-------- Supplied records
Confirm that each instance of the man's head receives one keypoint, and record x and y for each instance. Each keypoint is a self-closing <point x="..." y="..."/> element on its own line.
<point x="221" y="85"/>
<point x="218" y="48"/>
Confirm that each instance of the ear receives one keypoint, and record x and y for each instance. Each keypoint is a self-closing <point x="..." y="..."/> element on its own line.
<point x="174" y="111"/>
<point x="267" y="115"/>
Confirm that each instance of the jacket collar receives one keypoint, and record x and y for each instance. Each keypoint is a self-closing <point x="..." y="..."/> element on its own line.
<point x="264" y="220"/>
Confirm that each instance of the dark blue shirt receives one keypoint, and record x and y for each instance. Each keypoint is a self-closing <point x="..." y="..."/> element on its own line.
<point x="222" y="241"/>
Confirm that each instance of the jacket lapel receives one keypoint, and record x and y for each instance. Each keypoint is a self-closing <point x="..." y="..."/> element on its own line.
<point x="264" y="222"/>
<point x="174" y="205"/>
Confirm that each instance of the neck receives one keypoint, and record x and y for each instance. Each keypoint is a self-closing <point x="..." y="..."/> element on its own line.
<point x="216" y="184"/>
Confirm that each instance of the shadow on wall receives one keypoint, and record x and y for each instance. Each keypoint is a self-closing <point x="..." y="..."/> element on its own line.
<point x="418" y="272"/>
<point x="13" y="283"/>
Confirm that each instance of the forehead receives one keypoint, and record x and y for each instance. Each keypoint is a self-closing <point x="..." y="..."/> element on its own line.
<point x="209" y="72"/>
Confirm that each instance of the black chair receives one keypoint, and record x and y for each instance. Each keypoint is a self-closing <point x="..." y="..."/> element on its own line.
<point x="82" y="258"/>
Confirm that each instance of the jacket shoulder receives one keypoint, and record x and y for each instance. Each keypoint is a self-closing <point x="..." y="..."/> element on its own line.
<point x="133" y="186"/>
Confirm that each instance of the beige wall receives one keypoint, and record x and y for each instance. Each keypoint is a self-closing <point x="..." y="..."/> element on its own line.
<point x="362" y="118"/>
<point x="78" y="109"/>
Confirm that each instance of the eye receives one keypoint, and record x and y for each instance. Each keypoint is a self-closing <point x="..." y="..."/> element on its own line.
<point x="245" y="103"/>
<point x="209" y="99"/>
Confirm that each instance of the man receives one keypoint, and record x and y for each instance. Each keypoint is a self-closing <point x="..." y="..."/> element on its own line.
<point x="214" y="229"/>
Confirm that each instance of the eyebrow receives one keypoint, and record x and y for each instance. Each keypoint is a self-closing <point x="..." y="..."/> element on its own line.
----------------
■ Task prompt:
Return the listing above in full, character for character.

■ Solution:
Confirm that each instance of the man's head receives one keypoint, and record x and y for each instance. Each keypoint is a self-closing <point x="..." y="..."/> element on its own line.
<point x="221" y="85"/>
<point x="218" y="48"/>
Confirm that each instance of the ear receives one keypoint, and record x and y for each instance. Each keypoint is a self-closing <point x="..." y="..."/> element on its own line.
<point x="174" y="111"/>
<point x="267" y="115"/>
Confirm that each instance of the jacket collar receives one keypoint, and record x and y for each instance. Each keypoint is a self-closing <point x="..." y="..."/> element on its own line.
<point x="264" y="220"/>
Confirm that each instance of the dark blue shirt receives one keypoint, and record x and y for each instance. Each keypoint is a self-closing <point x="..." y="..."/> element on its own line.
<point x="222" y="241"/>
Confirm that each instance of the jacket lapel receives one keypoint, and record x and y for each instance. Each keypoint is a self-closing <point x="..." y="..."/> element on its own line.
<point x="264" y="222"/>
<point x="174" y="205"/>
Confirm that each instance of the neck receives one keypoint, and record x and y for each instance. Each keypoint is a self-closing <point x="..." y="..."/> element on its own line.
<point x="216" y="184"/>
Confirm that each instance of the shadow on wall receives one keypoint, and record x and y for each instance. Each keypoint is a self-closing <point x="..." y="..."/> element on its own line.
<point x="418" y="272"/>
<point x="13" y="283"/>
Confirm that each instance of the forehead receives one keypoint, and record x and y for each instance. Each keypoint is a self-closing <point x="..." y="..."/> element on its own line.
<point x="209" y="72"/>
Confirm that each instance of the black chair receives one keypoint, and record x and y for each instance. Each keypoint is a self-closing <point x="..." y="..."/> element on its own line.
<point x="82" y="258"/>
Confirm that each instance of the jacket shoulder receives one keypoint, and record x and y for each instance. Each keypoint is a self-closing <point x="..." y="..."/> element on its own line.
<point x="133" y="186"/>
Confirm that each instance of the beige wall receives one keypoint, and record x and y for each instance. Each keypoint is a self-closing <point x="..." y="..."/> element on its own line.
<point x="362" y="118"/>
<point x="78" y="109"/>
Confirm that each instance of the eye receives one keypoint, and record x and y for each instance. Each keypoint is a self-closing <point x="..." y="..."/> element on its own line.
<point x="245" y="103"/>
<point x="209" y="99"/>
Confirm that each instance of the man receives one keypoint, and record x and y for each instance. Each keypoint is a self-closing <point x="..." y="..."/> element on its own line.
<point x="214" y="229"/>
Confirm that each instance of the eyebrow receives one keypoint, and record x and y for each instance. Each keypoint is a self-closing <point x="..." y="..."/> element on its own line.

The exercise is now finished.